<<<<

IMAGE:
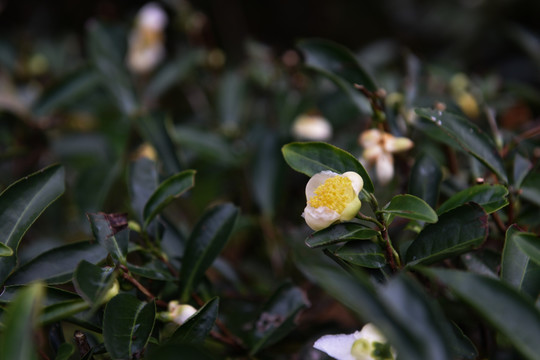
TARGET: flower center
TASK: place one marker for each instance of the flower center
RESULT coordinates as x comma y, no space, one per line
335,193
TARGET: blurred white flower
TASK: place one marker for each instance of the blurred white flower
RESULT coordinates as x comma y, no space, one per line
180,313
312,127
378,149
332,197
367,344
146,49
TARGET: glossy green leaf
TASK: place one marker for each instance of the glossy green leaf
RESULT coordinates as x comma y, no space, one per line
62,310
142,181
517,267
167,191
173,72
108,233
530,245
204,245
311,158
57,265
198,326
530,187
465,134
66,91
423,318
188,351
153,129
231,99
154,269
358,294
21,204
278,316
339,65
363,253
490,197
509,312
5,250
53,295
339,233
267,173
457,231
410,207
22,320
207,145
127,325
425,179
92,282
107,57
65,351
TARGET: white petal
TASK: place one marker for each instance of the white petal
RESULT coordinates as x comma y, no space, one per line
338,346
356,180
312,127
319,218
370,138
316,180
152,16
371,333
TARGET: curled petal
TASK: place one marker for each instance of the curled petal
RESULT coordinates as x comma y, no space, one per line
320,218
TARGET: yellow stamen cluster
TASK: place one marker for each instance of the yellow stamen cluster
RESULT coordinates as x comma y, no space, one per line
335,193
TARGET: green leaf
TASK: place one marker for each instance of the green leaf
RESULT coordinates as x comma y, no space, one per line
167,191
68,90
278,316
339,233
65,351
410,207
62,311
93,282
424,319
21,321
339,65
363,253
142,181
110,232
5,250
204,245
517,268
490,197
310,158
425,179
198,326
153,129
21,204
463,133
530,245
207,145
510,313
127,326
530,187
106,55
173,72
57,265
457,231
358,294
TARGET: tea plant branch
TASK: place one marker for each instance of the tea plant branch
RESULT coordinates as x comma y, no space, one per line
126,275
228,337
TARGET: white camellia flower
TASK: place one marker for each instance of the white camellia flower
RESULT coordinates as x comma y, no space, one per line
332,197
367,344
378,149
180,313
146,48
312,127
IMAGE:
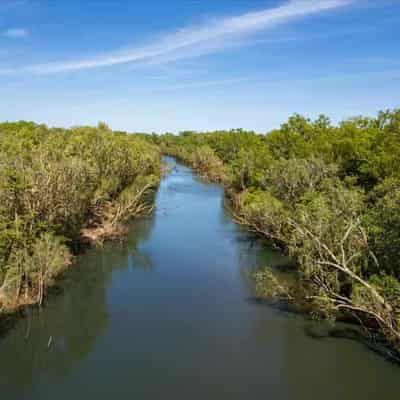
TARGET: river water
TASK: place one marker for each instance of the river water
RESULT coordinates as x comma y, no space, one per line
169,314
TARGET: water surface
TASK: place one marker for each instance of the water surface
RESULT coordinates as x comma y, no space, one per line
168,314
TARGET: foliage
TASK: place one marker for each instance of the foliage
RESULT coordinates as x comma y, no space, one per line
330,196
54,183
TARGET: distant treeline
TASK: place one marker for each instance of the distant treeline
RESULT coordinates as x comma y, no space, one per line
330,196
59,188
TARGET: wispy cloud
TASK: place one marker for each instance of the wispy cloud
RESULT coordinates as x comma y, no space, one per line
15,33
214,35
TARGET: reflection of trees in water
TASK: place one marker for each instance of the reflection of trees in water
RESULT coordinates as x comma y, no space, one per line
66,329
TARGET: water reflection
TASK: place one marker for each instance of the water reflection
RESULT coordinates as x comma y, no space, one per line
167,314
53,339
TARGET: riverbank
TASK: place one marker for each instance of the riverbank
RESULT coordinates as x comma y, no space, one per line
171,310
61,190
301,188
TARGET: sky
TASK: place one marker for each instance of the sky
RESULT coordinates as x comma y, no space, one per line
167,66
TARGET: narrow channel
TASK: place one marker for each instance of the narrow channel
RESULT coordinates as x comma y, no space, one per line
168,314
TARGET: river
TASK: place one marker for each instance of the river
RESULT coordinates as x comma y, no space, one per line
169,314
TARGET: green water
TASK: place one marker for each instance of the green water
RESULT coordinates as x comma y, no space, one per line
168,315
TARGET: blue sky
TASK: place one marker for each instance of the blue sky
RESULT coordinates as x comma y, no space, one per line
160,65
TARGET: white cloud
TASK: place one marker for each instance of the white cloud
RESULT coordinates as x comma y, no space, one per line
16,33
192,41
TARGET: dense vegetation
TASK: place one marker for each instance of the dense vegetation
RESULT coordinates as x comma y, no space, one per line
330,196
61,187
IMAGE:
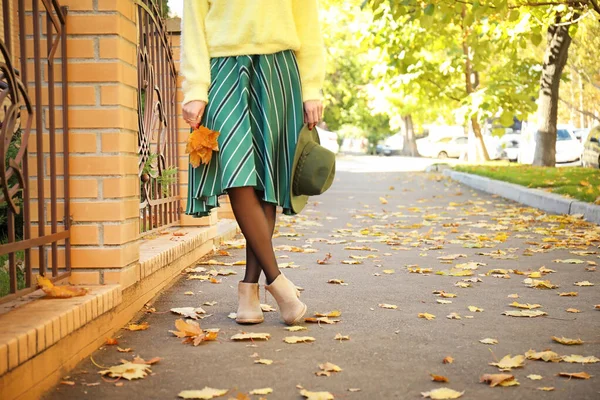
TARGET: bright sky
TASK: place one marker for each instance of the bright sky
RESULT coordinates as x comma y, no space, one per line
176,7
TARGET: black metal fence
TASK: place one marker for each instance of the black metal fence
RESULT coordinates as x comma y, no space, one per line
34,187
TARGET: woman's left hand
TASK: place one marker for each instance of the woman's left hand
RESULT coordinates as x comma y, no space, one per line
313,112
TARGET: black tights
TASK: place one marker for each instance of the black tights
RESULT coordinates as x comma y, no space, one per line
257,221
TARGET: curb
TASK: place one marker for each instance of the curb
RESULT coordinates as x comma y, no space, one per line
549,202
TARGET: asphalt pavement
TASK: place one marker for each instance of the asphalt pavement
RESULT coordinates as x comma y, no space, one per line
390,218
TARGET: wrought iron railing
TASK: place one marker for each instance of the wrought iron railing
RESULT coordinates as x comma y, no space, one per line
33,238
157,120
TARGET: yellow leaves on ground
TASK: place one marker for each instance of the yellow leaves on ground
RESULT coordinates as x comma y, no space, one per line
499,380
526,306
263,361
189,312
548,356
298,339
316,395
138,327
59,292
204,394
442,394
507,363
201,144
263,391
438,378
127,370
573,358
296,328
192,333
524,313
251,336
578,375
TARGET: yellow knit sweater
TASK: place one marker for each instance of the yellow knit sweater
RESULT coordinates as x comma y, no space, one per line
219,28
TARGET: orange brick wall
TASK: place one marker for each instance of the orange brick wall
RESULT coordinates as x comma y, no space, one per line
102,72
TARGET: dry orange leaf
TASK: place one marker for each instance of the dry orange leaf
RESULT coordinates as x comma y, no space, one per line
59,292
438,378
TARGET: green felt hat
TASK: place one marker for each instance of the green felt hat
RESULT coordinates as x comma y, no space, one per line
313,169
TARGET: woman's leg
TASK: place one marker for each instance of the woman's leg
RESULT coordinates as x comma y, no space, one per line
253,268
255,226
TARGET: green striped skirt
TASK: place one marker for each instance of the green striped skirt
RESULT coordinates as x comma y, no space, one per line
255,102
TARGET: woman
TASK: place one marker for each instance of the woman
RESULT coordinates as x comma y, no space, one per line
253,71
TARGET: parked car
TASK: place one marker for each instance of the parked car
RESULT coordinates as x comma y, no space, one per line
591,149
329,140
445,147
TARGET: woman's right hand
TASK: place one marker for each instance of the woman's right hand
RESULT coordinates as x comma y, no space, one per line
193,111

>>>>
<<<<

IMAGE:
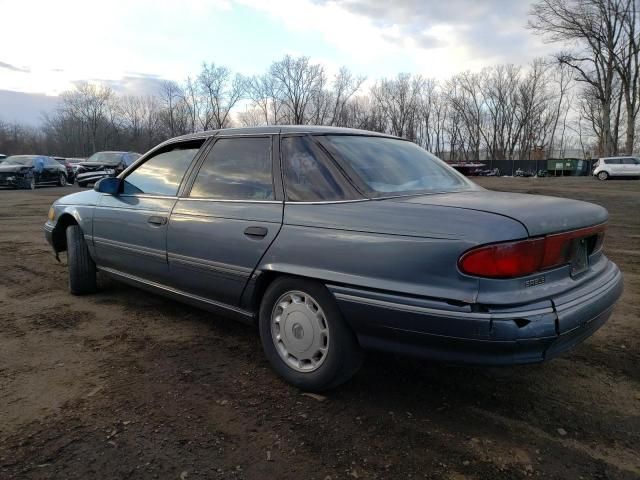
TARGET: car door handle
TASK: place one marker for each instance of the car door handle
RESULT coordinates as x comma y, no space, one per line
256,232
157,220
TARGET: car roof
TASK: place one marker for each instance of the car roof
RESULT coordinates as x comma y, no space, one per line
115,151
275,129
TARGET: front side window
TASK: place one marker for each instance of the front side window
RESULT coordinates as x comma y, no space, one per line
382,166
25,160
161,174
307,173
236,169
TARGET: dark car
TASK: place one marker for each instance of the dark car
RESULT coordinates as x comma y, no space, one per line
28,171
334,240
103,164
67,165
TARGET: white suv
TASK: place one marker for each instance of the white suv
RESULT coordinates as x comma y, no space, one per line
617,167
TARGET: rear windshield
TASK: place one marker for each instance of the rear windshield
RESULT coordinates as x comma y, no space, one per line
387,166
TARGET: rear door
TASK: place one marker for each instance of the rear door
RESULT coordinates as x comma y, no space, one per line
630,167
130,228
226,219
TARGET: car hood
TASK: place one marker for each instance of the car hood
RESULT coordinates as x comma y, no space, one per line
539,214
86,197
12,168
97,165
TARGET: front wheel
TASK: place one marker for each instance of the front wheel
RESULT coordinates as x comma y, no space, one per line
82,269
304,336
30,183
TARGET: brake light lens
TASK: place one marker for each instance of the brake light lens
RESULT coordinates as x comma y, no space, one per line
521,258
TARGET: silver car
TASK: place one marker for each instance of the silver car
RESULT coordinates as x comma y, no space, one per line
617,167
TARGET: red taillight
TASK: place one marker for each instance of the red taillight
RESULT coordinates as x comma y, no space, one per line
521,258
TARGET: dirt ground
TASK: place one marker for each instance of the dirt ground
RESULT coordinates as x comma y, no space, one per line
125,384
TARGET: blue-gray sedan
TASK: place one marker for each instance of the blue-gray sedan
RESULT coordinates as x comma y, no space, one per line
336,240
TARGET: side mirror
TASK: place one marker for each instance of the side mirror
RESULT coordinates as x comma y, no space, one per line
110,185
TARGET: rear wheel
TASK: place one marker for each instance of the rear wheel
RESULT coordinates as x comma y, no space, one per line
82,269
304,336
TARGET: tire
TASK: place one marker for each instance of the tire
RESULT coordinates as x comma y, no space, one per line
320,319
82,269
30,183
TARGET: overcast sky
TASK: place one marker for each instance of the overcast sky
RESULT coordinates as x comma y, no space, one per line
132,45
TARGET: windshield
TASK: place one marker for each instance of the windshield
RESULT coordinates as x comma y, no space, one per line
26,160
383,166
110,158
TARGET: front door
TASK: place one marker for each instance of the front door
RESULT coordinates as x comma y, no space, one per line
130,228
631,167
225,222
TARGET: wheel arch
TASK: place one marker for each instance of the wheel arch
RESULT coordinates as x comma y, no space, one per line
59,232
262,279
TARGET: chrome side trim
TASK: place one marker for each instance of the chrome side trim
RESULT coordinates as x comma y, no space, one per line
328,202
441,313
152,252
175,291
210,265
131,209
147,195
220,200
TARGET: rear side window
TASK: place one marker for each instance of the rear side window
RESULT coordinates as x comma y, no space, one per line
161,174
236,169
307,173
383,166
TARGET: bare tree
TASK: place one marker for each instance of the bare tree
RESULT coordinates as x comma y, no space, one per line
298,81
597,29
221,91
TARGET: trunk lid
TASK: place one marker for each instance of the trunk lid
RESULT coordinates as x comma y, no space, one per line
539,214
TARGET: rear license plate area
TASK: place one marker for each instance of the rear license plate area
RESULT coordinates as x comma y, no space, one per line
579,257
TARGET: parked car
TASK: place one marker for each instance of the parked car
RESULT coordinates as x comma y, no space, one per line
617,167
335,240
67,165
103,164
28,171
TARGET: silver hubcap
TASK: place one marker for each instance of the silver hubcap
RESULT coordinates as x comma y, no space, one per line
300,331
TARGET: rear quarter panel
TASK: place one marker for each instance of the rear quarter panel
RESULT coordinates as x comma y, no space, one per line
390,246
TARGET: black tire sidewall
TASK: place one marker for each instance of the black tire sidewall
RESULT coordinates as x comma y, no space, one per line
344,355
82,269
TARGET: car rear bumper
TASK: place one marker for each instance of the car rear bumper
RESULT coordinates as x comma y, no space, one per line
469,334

>>>>
<<<<

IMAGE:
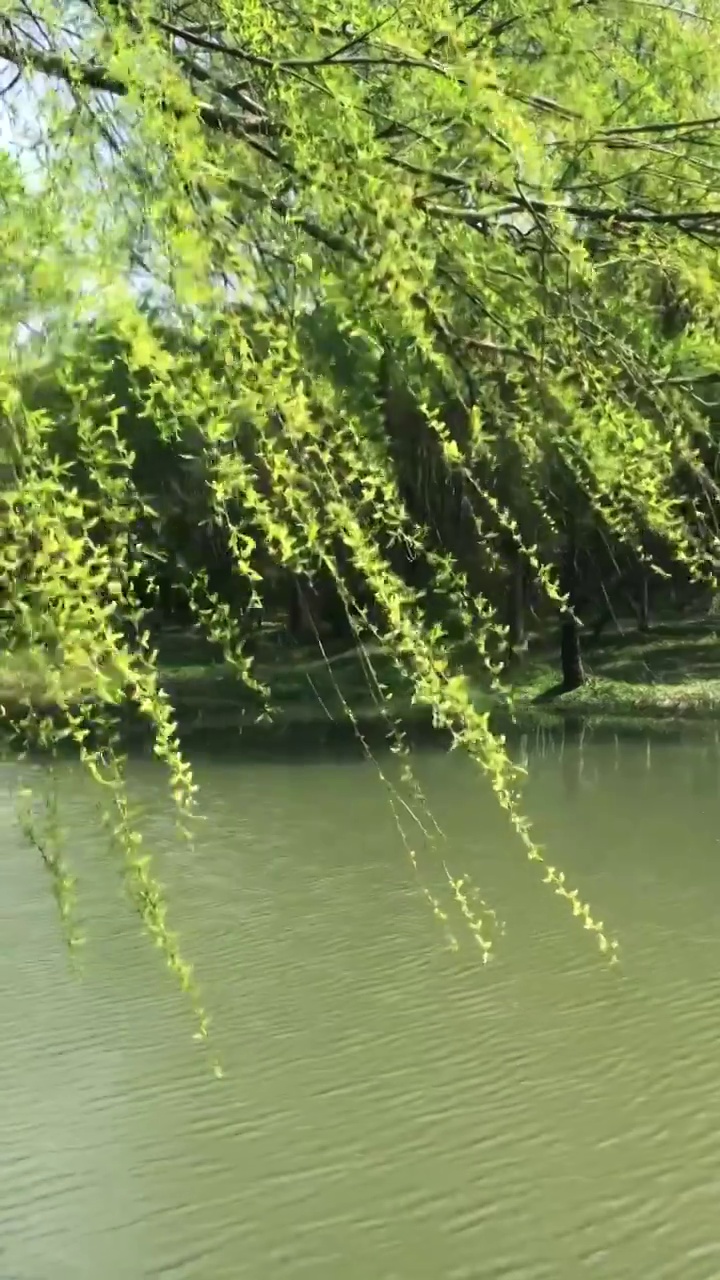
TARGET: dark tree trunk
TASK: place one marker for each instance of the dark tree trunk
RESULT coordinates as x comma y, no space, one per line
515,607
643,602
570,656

>>>>

BRIEF ▸ Which lines above contain the string "fence", with case counting? Gather each such line in full.

RESPONSE TO THE TASK ▸
TARGET: black metal fence
TASK: place one marker for each instance of the black metal fence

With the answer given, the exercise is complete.